▸ **DOCUMENT SEGMENT**:
:::

Spotlight on UTIs in Children
Dirty Diapers and Rookie Wipers
Urinary tract infections tend to show up in baby boys before the age of one. According to pediatric urologist, Dr. Barry Duel, “The biggest risk factor is being uncircumcised.” He says that an uncircumcised boy has “10 times the risk” of a UTI as a circumcised baby boy because bacteria can more easily become trapped under the foreskin and travel up the urethra. Dr. Duel recommends that parents of uncircumcised boys take extra care to thoroughly clean and dry the penis with every diaper change.
Young girls, on the other hand, are more likely to suffer from a urinary tract infection at around age 3 when they are toilet training or assuming responsibility for cleaning themselves after using the bathroom. When a child doesn’t wipe correctly or thoroughly, bacteria from the rectum can enter the urethra and result in a UTI. Parents can help prevent infections by teaching their daughters to wipe from front to back, as well as supervising young girls even when they insist on “doing it myself!”

:::

(Point localization data)
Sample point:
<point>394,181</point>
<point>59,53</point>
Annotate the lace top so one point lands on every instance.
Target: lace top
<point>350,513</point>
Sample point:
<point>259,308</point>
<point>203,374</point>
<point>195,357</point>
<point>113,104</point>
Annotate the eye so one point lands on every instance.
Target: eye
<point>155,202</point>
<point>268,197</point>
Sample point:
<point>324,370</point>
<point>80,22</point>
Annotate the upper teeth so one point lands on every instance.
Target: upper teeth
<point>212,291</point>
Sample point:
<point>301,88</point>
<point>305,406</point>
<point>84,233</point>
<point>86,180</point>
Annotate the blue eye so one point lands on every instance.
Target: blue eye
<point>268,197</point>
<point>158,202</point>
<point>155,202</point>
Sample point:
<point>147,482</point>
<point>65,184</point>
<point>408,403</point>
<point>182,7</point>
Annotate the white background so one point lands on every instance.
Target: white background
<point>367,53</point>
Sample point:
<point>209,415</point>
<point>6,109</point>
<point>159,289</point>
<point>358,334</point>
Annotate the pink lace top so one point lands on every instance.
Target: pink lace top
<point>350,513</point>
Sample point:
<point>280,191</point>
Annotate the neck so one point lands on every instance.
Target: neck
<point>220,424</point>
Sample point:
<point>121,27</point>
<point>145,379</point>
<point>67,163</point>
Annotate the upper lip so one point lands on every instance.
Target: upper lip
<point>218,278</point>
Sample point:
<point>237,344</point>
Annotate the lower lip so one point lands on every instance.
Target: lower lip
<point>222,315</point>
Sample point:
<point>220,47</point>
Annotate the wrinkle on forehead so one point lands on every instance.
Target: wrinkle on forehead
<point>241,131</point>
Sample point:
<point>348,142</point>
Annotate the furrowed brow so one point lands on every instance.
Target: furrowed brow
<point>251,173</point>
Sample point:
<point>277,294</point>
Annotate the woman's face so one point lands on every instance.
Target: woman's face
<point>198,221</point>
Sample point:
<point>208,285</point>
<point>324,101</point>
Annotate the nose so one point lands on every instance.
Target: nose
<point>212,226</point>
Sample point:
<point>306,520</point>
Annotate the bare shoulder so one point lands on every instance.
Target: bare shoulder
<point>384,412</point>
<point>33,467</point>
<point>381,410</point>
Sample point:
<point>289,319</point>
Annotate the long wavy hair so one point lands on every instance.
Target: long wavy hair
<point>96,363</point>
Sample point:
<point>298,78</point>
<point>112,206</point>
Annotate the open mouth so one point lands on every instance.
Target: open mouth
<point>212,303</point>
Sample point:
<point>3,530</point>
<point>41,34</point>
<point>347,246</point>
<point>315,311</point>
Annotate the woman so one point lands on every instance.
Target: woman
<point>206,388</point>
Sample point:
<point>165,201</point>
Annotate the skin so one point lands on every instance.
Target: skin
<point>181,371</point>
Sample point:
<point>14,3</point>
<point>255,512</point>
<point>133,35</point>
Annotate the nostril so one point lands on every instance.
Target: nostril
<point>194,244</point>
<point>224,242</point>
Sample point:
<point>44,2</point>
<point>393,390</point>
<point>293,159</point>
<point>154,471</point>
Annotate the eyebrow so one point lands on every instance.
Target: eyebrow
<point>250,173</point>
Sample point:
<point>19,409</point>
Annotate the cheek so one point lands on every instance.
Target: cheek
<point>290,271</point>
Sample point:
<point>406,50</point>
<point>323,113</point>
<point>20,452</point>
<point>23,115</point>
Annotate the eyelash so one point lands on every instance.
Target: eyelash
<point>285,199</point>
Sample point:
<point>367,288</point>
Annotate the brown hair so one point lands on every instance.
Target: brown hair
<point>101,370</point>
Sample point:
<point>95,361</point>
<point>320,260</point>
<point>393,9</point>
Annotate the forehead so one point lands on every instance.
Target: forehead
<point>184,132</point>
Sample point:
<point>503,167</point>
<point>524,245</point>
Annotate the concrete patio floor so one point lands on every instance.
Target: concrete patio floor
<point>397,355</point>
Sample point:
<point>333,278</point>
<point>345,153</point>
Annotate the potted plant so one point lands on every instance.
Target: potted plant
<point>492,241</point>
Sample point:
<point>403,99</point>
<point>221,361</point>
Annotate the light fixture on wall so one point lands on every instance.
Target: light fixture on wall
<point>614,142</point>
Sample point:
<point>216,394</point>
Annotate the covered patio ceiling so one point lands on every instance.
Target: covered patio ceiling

:::

▸ **INSTRUCTIONS**:
1/ List every step the UTIs in children article recommends parents take to prevent infections.
2/ According to the UTIs in children article, why does an uncircumcised baby boy face a higher risk of a urinary tract infection?
3/ Carry the UTIs in children article forward from its last sentence.
Nothing in the point localization data is needed for what comes next.

▸ **RESPONSES IN ORDER**:
1/
- Take extra care to thoroughly clean and dry the penis of an uncircumcised boy with every diaper change.
- Teach daughters to wipe from front to back.
- Supervise young girls even when they insist on "doing it myself!"

2/ Bacteria can more easily become trapped under the foreskin and travel up the urethra. For this reason, an uncircumcised boy has 10 times the risk of a UTI compared with a circumcised baby boy.

3/
Another common cause of UTIs is what’s known as dysfunctional voiding. Dr. Duel explains, “That’s when children don’t empty their bladders completely and bacteria builds up. These children are often also chronically constipated.” Using the potty can be an awkward and scary thing for a toddler, so many kids are reluctant to go and hold it in as long as possible. Dr. Duel recommends that parents make sure that they’re children use the bathroom at least every 4 hours. For serious cases of dysfunctional voiding, pediatric urologists can use biofeedback to train a child to recognize the early signs of a full bladder and visit the potty immediately.